[DATA FOR THIS EXERCISE — start]
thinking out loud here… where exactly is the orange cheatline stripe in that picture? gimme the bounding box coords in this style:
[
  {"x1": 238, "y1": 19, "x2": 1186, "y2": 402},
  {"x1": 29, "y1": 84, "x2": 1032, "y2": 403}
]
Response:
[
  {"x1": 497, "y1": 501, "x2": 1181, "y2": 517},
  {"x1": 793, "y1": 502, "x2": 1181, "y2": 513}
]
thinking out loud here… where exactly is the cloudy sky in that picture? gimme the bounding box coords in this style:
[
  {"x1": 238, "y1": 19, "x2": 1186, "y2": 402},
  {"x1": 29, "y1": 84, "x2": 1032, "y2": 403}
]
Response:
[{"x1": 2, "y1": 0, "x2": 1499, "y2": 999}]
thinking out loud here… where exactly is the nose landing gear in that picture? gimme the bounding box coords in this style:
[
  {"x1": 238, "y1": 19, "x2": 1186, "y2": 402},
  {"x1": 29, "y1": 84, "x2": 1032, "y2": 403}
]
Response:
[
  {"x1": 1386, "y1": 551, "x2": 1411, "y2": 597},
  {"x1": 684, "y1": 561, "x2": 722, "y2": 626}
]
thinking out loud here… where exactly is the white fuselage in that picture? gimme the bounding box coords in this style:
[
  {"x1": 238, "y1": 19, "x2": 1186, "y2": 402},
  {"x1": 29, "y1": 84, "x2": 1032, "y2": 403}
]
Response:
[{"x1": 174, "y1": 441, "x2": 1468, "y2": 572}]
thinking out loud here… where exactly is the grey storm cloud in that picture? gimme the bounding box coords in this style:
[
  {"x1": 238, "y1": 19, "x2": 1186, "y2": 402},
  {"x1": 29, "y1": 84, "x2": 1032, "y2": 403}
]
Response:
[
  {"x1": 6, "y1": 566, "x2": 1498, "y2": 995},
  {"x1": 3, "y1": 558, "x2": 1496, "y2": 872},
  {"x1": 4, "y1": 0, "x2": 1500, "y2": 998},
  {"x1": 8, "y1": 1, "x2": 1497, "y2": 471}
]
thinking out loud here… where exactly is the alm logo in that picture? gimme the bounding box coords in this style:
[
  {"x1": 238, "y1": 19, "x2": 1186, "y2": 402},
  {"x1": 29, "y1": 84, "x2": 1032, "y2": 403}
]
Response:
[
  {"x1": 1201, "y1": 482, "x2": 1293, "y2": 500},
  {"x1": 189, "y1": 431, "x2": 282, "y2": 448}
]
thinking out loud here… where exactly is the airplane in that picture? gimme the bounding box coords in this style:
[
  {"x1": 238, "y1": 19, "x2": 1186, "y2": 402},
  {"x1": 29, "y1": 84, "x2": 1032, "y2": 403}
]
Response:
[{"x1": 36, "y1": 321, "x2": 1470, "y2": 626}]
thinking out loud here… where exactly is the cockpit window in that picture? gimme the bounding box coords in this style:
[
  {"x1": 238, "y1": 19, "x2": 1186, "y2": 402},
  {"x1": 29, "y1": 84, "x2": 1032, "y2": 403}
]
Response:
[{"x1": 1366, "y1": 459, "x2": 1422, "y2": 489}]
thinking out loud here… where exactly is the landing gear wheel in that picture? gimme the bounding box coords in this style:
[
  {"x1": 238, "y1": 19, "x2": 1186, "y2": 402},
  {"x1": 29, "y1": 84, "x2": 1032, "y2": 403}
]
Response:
[DATA FOR THIS EXERCISE — finish]
INSTRUCTIONS FOR THE TASK -> In the listing above, find every line with the word "where" and copy it.

WRITTEN RESPONSE ->
thinking out loud here… where exactly is the orange cheatline stripe in that picture? gimme the bounding box coords in this style:
thinking out loud here… where exactly is the cloudy sky in that picture? gimme the bounding box coords in this style:
thinking out loud here… where exactly is the nose landing gear in that picture? gimme the bounding box coords in this style:
thinking out loud here… where exactly is the white fuselage in that picture? gimme the bounding box coords in this style:
thinking out loud here… where exactly is the grey storm cloud in that picture? gimme the bounding box coords in this style:
thinking out loud here… where exactly is the alm logo in that picture? gimme the bounding box coords in this style:
thinking out loud here… where exactly is the airplane in that picture? gimme the bounding box coords in this style:
thinking out loud here… where exactly is the cockpit window in that picture? gimme the bounding box coords in this style:
thinking out loud here… where exactly is the landing gear wheel in that picture? gimme the bounding box coords in this style:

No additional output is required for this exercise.